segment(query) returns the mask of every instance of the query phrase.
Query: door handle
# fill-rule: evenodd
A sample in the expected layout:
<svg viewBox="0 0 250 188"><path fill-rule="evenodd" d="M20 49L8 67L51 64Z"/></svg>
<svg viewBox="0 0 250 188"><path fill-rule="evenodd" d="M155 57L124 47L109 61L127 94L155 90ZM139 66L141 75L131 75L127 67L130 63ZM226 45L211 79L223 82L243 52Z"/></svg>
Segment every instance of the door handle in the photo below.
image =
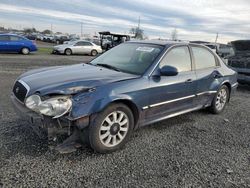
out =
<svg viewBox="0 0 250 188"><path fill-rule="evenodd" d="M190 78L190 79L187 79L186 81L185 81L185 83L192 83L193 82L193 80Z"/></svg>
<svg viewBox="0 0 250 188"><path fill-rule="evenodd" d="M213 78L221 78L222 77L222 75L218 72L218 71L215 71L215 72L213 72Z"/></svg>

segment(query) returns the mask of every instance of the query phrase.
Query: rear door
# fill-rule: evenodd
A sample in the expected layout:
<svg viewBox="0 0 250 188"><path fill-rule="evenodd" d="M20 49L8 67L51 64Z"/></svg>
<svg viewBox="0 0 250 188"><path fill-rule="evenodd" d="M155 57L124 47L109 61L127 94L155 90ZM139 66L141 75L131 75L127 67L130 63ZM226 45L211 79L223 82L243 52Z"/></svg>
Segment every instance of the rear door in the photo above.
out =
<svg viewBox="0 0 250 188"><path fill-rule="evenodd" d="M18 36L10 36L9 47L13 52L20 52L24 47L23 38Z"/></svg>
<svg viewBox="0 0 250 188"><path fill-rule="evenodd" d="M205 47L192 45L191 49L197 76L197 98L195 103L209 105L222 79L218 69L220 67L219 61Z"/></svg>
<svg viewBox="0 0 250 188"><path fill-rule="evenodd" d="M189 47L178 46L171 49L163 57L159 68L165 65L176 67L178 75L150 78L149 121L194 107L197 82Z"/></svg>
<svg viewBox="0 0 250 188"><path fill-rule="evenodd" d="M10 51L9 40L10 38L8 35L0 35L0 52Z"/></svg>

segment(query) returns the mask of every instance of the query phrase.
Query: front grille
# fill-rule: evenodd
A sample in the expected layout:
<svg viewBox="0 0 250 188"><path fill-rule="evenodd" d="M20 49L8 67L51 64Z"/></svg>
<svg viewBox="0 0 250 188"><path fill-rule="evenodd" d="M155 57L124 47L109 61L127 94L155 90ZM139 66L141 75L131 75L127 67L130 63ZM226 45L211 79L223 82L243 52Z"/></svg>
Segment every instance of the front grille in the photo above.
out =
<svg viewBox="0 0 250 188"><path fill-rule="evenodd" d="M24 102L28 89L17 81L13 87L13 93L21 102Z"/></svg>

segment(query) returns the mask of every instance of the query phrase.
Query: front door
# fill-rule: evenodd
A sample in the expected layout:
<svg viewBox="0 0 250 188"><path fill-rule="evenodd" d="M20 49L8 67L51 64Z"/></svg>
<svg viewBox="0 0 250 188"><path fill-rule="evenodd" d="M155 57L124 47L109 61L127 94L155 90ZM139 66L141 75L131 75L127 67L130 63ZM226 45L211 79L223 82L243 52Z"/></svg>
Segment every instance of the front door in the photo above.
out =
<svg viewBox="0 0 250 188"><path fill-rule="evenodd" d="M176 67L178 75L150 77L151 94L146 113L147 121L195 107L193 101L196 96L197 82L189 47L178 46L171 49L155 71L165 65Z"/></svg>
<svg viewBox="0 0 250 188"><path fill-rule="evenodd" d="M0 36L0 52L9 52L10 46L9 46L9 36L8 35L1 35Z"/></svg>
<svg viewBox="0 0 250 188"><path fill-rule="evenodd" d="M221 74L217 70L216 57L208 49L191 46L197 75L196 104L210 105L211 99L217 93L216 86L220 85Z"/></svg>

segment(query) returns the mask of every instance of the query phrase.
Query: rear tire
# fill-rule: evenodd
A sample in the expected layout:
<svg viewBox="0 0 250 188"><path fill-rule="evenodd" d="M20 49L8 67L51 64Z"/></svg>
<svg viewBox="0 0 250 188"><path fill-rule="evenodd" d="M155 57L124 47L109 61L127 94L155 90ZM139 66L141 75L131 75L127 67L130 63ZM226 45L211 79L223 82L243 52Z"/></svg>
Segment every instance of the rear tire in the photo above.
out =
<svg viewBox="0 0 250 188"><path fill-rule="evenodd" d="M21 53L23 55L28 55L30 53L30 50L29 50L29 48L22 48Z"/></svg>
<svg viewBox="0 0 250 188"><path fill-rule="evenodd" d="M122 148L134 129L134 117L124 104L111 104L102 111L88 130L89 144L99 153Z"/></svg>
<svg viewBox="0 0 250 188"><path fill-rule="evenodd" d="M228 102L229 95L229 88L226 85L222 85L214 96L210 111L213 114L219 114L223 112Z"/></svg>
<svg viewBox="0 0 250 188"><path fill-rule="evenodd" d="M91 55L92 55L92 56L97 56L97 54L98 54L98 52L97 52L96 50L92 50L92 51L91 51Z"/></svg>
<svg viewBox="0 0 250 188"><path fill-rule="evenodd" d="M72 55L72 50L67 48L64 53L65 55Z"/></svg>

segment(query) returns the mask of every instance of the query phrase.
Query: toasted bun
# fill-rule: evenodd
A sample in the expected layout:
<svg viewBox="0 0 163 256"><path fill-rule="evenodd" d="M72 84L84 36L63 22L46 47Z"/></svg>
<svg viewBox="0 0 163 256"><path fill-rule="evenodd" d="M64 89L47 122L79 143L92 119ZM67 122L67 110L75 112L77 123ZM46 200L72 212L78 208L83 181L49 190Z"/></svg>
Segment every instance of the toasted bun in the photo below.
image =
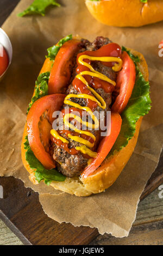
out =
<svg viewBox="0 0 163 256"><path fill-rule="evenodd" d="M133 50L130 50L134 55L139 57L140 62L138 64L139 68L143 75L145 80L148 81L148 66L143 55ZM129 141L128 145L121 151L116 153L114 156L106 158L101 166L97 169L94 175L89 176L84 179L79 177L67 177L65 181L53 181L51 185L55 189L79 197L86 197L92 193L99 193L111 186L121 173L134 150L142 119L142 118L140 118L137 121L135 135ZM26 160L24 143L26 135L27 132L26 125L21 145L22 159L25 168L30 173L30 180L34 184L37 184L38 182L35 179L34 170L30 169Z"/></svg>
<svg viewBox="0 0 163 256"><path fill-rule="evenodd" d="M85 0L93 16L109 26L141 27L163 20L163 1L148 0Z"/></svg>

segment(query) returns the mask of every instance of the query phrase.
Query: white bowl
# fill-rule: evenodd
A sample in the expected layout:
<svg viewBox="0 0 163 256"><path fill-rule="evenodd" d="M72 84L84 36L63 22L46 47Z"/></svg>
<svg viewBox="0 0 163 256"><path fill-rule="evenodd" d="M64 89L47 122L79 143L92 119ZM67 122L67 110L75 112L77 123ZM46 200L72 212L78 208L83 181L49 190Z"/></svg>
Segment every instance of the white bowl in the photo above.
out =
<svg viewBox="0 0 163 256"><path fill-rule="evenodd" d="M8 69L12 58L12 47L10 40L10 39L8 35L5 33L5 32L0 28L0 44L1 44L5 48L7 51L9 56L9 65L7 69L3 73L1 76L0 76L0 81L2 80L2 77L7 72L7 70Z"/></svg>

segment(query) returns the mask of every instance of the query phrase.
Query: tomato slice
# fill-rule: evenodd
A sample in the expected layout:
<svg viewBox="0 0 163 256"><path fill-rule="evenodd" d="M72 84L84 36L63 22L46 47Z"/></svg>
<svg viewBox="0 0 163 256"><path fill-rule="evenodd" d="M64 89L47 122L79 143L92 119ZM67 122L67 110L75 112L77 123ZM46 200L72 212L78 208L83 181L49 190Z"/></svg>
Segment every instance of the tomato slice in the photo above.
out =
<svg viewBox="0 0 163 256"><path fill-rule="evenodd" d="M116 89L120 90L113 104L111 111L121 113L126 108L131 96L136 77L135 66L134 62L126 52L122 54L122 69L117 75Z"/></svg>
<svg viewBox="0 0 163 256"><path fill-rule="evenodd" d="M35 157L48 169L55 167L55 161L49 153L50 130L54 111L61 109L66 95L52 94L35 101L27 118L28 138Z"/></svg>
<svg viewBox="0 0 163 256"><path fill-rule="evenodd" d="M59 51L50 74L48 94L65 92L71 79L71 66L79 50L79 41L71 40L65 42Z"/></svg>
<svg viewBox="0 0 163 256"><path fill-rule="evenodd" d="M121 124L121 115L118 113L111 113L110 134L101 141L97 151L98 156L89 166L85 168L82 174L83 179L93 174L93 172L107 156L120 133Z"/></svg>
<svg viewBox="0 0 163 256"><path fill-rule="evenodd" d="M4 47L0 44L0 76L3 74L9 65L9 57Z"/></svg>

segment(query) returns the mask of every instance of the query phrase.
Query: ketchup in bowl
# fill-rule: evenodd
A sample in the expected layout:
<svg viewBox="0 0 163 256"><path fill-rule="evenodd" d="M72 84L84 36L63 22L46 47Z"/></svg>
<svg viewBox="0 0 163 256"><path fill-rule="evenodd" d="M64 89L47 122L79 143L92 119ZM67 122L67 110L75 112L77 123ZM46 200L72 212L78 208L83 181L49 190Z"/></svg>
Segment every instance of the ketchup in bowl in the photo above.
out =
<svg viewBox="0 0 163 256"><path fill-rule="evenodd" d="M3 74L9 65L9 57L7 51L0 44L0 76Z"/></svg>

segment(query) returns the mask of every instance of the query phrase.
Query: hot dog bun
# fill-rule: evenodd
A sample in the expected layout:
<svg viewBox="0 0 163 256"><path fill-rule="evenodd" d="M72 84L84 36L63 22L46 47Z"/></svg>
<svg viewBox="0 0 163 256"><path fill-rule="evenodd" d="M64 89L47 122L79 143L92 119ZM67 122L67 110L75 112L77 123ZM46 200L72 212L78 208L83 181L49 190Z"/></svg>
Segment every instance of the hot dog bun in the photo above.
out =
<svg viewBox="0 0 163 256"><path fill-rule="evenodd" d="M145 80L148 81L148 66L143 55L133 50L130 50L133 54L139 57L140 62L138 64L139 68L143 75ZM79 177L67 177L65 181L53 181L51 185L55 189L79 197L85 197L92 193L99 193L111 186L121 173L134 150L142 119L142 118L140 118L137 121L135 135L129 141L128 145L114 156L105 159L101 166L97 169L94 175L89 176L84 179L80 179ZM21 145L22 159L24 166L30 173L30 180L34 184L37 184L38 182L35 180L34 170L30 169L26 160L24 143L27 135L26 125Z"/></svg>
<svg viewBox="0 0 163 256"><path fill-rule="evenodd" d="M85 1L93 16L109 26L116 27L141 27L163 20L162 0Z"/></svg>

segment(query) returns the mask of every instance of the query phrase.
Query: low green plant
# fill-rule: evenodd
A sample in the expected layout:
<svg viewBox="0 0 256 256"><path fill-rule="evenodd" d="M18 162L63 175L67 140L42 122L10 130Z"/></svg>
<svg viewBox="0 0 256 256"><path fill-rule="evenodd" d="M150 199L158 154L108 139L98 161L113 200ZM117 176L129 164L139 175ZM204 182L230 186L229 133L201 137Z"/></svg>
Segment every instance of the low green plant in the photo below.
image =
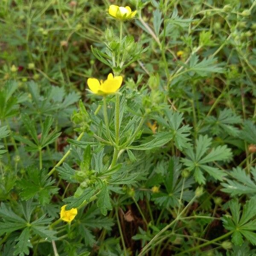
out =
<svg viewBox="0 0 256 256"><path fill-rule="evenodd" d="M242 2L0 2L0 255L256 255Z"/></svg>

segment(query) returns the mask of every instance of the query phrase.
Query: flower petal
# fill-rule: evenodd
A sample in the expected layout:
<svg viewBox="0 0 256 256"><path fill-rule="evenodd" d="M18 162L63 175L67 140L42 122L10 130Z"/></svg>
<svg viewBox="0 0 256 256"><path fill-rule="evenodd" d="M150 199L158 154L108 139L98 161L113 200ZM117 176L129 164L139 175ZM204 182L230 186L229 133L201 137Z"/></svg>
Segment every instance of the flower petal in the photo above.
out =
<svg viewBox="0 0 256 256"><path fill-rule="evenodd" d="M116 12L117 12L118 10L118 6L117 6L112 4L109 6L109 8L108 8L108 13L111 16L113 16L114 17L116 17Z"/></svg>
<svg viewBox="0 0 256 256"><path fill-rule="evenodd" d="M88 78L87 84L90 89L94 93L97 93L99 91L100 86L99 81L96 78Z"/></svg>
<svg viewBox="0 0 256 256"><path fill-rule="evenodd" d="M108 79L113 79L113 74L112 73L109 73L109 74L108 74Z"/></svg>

┄┄┄┄┄┄

**To be done**
Select each line in the entries above that contains the word "front".

**Task solution**
Query: front grille
Segment every instance of the front grille in the photo above.
Query: front door
Segment every instance of the front door in the photo above.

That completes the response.